*Set problem*
Express the rows from the line with "For every instance of the hoodie drawstring, the" up to and including the line with "pixel 112 633" as a numbered list, leaving out blank lines.

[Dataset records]
--------------------------------------------------

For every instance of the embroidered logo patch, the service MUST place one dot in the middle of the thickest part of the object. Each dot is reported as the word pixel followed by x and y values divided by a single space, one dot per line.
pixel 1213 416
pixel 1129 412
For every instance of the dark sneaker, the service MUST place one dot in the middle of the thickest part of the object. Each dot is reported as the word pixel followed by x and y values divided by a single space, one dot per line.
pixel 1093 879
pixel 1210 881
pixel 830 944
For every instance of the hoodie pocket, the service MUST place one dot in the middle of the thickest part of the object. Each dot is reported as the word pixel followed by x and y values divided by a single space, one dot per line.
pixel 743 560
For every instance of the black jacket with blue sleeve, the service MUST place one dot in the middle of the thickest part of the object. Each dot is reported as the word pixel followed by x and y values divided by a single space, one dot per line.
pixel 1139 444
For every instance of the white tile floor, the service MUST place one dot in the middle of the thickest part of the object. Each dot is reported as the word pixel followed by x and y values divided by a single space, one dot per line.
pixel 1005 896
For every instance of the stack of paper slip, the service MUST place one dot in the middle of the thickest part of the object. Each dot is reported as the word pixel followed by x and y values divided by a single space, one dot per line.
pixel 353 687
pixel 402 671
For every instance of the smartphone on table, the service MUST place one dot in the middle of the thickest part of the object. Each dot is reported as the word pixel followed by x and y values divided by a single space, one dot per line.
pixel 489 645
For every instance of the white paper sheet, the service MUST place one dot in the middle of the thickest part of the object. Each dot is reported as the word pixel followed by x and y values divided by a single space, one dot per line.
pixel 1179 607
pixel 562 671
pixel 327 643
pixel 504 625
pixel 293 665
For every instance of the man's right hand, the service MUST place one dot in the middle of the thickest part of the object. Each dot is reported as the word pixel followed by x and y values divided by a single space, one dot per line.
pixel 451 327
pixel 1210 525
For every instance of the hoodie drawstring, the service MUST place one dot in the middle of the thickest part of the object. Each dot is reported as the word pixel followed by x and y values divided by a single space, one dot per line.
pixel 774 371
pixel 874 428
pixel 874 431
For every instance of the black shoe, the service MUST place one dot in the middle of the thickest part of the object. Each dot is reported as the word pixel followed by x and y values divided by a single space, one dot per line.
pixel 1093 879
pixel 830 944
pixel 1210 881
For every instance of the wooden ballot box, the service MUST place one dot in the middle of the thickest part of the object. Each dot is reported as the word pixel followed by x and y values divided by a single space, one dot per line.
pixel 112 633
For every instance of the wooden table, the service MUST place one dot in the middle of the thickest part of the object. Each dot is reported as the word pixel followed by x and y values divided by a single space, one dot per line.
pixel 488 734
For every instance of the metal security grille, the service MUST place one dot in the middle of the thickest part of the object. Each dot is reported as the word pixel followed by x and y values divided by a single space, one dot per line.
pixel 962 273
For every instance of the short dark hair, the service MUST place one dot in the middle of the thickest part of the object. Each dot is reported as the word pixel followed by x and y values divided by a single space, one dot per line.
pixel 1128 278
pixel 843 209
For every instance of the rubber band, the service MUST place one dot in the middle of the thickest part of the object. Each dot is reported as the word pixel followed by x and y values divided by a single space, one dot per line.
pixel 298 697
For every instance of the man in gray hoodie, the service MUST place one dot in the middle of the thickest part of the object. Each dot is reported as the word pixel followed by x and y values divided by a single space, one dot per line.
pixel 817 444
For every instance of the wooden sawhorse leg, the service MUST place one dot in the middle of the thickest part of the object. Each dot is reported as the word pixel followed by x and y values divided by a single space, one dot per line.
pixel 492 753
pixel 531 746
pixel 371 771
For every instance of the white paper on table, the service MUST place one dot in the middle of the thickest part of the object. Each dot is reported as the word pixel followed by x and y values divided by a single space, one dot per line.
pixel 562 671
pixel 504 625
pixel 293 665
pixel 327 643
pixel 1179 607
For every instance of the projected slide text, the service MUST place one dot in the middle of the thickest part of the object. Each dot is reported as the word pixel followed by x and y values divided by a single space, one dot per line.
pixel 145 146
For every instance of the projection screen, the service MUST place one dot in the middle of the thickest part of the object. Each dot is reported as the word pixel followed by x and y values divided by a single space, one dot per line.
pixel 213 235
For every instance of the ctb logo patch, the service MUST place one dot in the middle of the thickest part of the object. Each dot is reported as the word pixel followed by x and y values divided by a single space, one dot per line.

--------------------------------------------------

*Solution*
1. For every instance of the hoodie drawstring, the service MUST place one dot in the middle of the thickest part of the object. Each dot is reported as the word pixel followed by x and y values divided by a single space, one dot per line.
2. pixel 774 371
3. pixel 874 428
4. pixel 874 431
5. For every instance of the black shoe, the service MUST place one dot in the middle of the thickest part of the object. Each dot is reported as the word pixel followed by x and y values divided by a single space, one dot per line.
6. pixel 1093 879
7. pixel 830 944
8. pixel 1210 881
9. For every instance of the wooden ballot box, the service MUST place one dot in the middle of the thickest part of the object. Each dot is reported as the word pixel followed by x and y values divided by a single space, one dot per line.
10. pixel 112 633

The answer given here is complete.